BEGIN EXCERPTED PASSAGE

Zorfox, I've done the oversized connector quite a few time and there is generally no problem. it also depends on the wire size itself. Stranded wire usually presents no problem at all.
That was sort of my line of thinking. I'm sure I COULD handle soldering just fine. When I was getting ready to replumb my bathroom I feel like I watched the equivalent of a feature length film of just soldering tutorials but thankfully I discovered gator bite connectors before attempting it. (Gator bite and pex are magical) For some reason soldering just makes my anxiety go haywire.

Quote:
Originally Posted by Zorfox View Post
Do you have a link to the connectors? I've never seen a two into one shrink crimp. Using an over sized butt connector for the two wire side can create a weak joint on the single end.

Soldering is the best connection there is. It fails in saltwater because the salt corrodes the joint. Dipping the joint into liquid Vinyl made for tool handles makes the joint 100% water tight. Adding a small zip tie for strain relief prior to dipping ensures a perfect joint. I've used that many times on saltwater fishing boats, usually to replace the failed crimp connectors.

END EXCERPTED PASSAGE
BEGIN DATA EXTRACT

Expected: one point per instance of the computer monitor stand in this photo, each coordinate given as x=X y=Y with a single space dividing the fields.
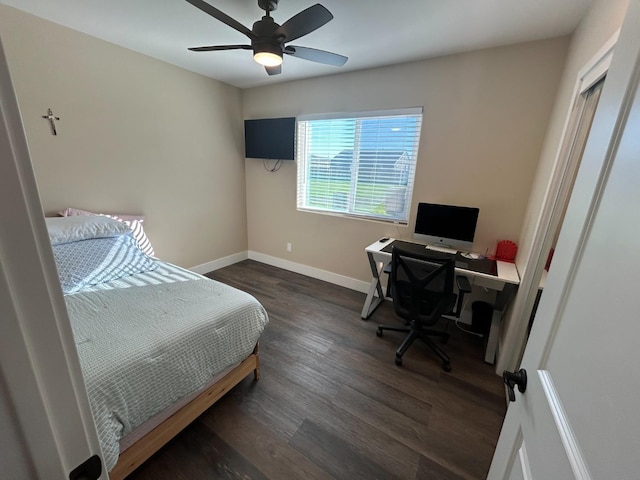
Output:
x=439 y=248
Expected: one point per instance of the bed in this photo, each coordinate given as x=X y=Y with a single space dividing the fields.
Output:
x=157 y=344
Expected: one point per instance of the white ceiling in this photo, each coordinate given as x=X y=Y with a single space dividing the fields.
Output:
x=370 y=32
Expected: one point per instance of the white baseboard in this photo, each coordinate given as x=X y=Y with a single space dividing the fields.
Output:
x=336 y=279
x=219 y=263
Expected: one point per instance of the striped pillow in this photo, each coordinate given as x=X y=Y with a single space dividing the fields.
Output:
x=134 y=222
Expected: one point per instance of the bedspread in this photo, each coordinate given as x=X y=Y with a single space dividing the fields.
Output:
x=144 y=347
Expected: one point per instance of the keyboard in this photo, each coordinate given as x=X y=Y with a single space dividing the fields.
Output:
x=438 y=248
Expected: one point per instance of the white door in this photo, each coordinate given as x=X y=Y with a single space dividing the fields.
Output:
x=46 y=427
x=579 y=416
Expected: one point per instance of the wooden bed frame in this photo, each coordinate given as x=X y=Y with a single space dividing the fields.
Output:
x=141 y=450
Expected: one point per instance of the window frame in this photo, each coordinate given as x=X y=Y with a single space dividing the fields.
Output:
x=305 y=166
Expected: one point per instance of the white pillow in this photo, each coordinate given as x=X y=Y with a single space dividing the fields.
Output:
x=84 y=227
x=134 y=222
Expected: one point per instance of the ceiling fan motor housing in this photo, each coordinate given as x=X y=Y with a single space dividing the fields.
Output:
x=268 y=5
x=267 y=40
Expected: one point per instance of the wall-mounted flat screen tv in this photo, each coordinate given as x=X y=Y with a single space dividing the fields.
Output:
x=270 y=138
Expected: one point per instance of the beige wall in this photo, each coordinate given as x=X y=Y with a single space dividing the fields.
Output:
x=485 y=116
x=136 y=135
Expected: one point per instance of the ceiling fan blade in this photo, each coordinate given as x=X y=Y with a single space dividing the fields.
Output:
x=314 y=55
x=214 y=48
x=223 y=17
x=277 y=70
x=304 y=22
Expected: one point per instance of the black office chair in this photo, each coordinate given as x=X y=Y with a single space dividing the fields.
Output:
x=422 y=289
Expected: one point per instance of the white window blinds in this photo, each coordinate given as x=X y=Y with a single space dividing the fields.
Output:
x=359 y=164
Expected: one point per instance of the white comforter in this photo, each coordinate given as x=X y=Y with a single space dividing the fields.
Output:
x=144 y=347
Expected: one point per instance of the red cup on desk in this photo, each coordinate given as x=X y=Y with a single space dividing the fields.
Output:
x=506 y=251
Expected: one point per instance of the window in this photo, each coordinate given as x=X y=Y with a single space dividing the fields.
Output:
x=358 y=165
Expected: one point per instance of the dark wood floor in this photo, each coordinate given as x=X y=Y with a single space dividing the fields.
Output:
x=331 y=403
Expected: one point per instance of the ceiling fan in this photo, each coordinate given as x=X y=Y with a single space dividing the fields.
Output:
x=268 y=39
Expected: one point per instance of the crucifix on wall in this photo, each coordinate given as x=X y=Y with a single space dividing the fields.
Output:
x=52 y=119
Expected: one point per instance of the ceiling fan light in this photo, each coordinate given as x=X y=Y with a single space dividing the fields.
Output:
x=268 y=59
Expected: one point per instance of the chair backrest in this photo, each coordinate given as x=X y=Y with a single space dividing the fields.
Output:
x=422 y=285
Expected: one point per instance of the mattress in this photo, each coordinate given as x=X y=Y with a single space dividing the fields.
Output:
x=147 y=340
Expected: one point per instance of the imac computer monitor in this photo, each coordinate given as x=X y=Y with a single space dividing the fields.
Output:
x=446 y=226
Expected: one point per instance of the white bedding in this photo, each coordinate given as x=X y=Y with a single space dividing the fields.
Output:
x=149 y=339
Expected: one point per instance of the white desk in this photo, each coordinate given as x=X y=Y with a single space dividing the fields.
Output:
x=505 y=282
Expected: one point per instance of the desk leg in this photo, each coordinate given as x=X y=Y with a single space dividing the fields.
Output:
x=502 y=301
x=372 y=301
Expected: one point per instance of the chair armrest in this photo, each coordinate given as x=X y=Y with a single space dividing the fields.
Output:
x=463 y=284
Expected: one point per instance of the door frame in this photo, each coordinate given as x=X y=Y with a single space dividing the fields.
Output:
x=38 y=360
x=600 y=151
x=550 y=218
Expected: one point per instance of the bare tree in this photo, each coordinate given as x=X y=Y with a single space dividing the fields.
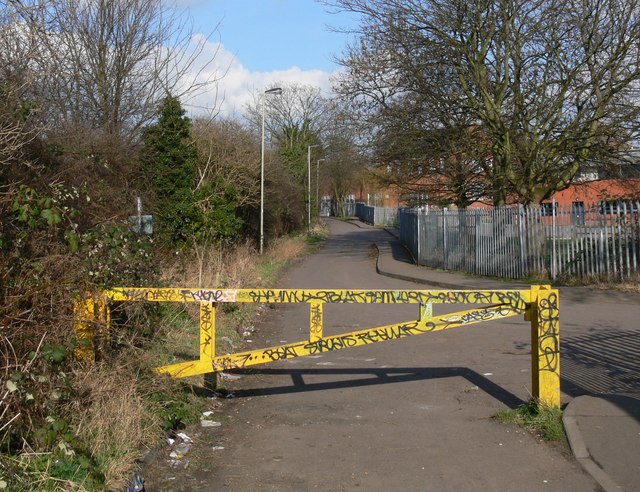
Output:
x=552 y=84
x=294 y=120
x=229 y=152
x=106 y=64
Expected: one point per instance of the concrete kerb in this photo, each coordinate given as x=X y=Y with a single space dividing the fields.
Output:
x=581 y=452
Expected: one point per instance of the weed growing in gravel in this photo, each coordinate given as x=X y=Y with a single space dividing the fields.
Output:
x=543 y=420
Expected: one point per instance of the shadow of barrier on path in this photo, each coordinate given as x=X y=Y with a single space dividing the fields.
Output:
x=539 y=304
x=372 y=377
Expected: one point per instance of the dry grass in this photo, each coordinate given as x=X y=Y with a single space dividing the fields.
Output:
x=116 y=422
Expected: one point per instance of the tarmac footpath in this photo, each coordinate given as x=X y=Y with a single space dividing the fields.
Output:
x=603 y=429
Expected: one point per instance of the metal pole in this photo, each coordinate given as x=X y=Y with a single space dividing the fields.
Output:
x=318 y=185
x=309 y=186
x=264 y=95
x=274 y=90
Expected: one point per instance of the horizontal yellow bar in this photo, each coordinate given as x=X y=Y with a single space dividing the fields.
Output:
x=515 y=298
x=185 y=369
x=345 y=340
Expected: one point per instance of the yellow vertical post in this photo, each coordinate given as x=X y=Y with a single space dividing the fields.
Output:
x=316 y=320
x=207 y=331
x=426 y=311
x=83 y=319
x=545 y=344
x=91 y=322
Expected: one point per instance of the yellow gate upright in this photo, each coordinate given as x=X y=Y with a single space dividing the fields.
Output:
x=539 y=304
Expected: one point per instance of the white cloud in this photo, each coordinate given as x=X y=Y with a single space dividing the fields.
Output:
x=233 y=86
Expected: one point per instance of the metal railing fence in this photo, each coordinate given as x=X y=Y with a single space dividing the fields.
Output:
x=598 y=241
x=377 y=216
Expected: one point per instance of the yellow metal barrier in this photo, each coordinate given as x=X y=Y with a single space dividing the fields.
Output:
x=539 y=304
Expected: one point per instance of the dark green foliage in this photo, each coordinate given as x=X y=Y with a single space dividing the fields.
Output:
x=185 y=211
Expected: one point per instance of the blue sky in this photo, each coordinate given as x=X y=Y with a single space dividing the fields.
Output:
x=262 y=42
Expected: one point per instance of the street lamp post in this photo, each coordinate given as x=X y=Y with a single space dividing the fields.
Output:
x=275 y=90
x=318 y=184
x=309 y=186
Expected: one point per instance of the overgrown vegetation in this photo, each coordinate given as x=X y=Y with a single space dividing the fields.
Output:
x=544 y=421
x=72 y=169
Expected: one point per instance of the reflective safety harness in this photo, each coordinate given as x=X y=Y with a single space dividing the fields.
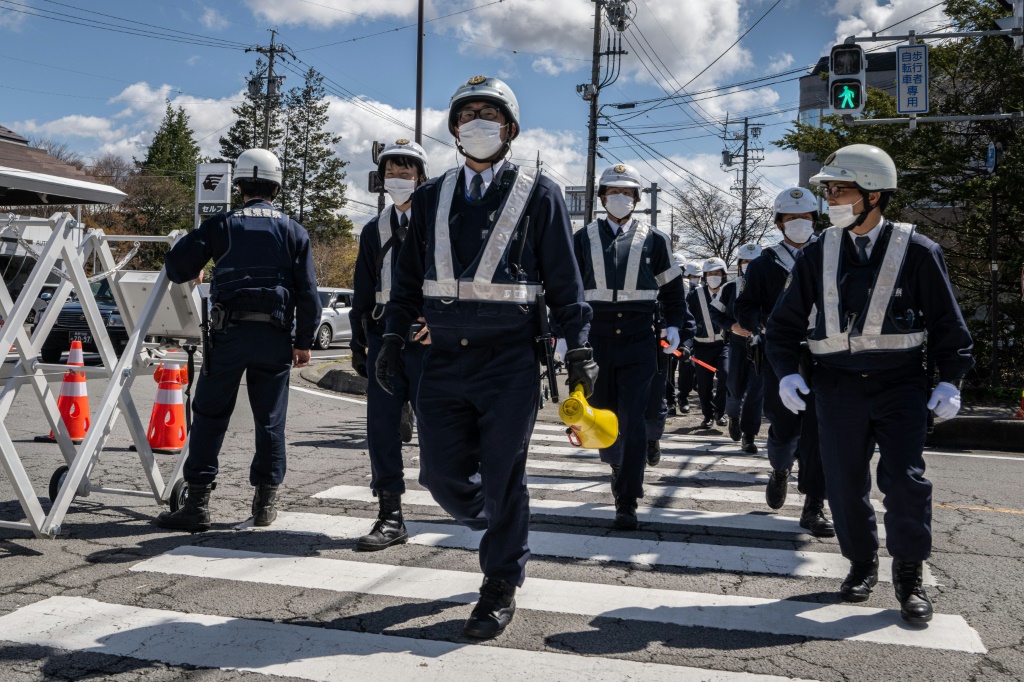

END DATA EXTRACT

_TASKS TO COMPLETE_
1. Duplicate the section of the wire connector discussion from "That was sort" up to and including "anxiety go haywire.".
2. Go on with the forum discussion about soldering and crimp connectors from where it stops.

_ANSWERS GIVEN_
1.
That was sort of my line of thinking. I'm sure I COULD handle soldering just fine. When I was getting ready to replumb my bathroom I feel like I watched the equivalent of a feature length film of just soldering tutorials but thankfully I discovered gator bite connectors before attempting it. (Gator bite and pex are magical) For some reason soldering just makes my anxiety go haywire.

2.
I didn't make it to the electrical supply place before they closed today and I don't remember the brand they ordered but I'll have them tomorrow and find a link for you or post pictures. The connectors are for 16-22 gauge wire and I'm using 18 gauge stranded wire. The guy that ordered them for me said it should work fine doing a two to one connection. I figured I'd do a descending lattice type of deal to reduce the wires down to the plug connection so as not to try cramming a million wires into one splice.

I think the main complaint about the soldered joints vs crimped was more about the stranded wires breaking at the solder because it essentially turns it into a solid wire and so you then have a flexibly discrepancy. But like I said, I think for my purposes either way would be adequate and I feel more comfortable crimping the connections for now. Bottomline: I'm a sissy

Really appreciate everyone's input! I'll try to get some pictures up tomorrow night.